Pick out every line in the data below that contains the word "wall", and copy each of those lines.

DATA FOR THE TASK
- - -

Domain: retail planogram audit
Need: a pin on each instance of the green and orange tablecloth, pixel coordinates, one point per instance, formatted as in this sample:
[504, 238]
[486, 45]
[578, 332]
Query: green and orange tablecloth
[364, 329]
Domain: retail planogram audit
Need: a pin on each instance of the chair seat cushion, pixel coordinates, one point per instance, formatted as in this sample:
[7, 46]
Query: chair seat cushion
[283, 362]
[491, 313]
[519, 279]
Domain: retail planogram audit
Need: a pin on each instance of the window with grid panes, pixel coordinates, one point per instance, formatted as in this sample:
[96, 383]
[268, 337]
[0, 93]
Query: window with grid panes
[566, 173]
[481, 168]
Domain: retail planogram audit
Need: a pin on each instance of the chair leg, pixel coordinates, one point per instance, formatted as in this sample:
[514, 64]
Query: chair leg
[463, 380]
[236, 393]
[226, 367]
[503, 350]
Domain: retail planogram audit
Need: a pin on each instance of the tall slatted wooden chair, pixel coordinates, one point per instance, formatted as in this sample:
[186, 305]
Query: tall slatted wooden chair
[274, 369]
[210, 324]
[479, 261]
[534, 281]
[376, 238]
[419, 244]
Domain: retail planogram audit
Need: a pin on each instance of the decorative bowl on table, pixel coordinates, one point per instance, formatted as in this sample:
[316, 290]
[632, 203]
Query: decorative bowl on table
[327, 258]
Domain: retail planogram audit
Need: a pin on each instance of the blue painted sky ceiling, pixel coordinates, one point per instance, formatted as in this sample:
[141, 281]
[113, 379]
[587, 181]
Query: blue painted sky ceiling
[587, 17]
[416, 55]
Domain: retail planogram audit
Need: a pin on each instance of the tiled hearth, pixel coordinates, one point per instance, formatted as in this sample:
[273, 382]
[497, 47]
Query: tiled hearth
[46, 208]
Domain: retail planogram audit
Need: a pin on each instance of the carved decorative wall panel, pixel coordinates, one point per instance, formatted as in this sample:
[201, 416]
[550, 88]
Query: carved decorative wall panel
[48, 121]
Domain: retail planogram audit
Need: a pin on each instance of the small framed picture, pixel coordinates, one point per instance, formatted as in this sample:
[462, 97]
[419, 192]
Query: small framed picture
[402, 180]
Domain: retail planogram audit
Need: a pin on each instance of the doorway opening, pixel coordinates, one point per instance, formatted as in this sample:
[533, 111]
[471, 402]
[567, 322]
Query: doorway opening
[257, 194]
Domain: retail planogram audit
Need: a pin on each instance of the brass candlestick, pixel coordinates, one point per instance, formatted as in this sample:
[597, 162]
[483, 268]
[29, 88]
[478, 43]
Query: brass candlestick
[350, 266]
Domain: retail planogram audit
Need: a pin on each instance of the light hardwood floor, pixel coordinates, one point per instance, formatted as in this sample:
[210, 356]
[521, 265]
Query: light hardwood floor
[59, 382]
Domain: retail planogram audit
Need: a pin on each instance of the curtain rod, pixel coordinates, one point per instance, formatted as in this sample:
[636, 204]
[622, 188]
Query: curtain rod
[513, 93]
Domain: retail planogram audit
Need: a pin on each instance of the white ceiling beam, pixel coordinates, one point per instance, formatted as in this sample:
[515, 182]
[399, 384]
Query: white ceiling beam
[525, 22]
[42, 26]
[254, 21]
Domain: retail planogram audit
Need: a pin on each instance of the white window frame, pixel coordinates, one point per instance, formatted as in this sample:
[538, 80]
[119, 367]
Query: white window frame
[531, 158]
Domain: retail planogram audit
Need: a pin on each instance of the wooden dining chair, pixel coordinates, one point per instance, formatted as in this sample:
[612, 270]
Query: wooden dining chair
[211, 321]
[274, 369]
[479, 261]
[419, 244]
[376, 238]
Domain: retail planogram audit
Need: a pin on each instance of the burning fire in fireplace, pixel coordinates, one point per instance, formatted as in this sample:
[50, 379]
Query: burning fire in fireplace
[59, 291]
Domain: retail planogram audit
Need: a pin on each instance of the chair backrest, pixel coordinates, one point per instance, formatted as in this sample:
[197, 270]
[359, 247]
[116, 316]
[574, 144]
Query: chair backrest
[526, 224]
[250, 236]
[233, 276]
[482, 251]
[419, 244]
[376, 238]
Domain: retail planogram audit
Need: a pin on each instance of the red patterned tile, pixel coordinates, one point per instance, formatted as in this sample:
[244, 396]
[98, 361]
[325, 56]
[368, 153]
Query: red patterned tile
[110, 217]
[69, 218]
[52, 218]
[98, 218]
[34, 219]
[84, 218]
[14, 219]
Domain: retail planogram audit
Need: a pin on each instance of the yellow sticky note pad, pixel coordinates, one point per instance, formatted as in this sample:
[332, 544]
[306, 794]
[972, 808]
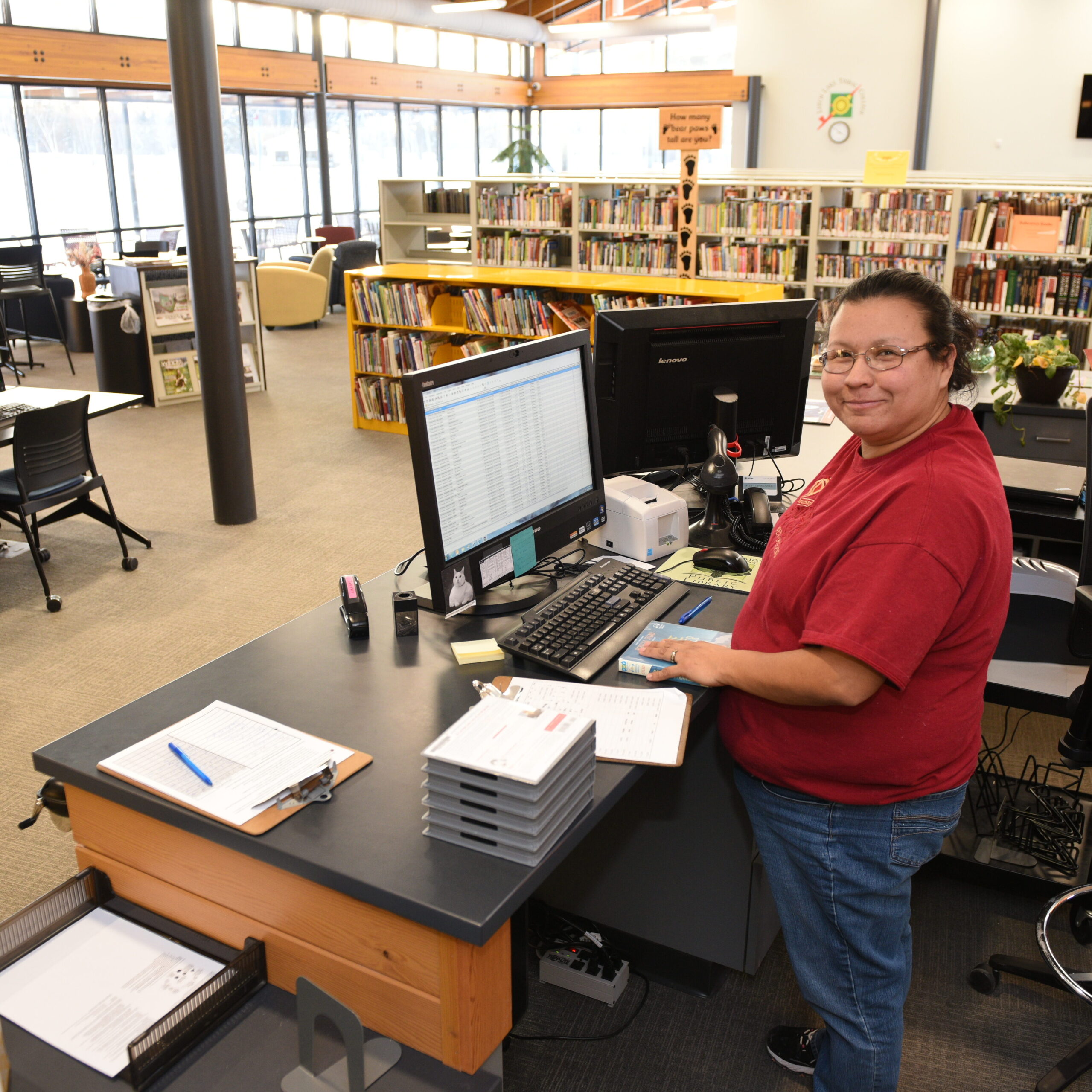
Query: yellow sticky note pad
[477, 652]
[886, 168]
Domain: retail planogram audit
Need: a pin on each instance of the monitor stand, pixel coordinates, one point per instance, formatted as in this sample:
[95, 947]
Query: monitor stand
[511, 598]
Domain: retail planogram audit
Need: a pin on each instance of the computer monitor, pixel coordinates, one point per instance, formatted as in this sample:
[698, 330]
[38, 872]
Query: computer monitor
[506, 460]
[657, 371]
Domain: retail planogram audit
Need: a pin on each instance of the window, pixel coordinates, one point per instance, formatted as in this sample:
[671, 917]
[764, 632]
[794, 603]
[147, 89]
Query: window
[13, 217]
[265, 26]
[571, 140]
[370, 41]
[377, 150]
[68, 160]
[419, 141]
[146, 157]
[142, 19]
[59, 15]
[460, 141]
[274, 135]
[493, 56]
[457, 52]
[335, 35]
[638, 55]
[416, 45]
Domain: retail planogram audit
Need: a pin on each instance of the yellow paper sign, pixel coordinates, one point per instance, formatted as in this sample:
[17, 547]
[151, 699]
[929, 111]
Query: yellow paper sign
[686, 127]
[886, 168]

- - -

CORRECT ANSWER
Need: a pin on each instance of the carved decorative wall panel, pixel coordinates, one point per instance, formatted as in this sample:
Query: carved decorative wall panel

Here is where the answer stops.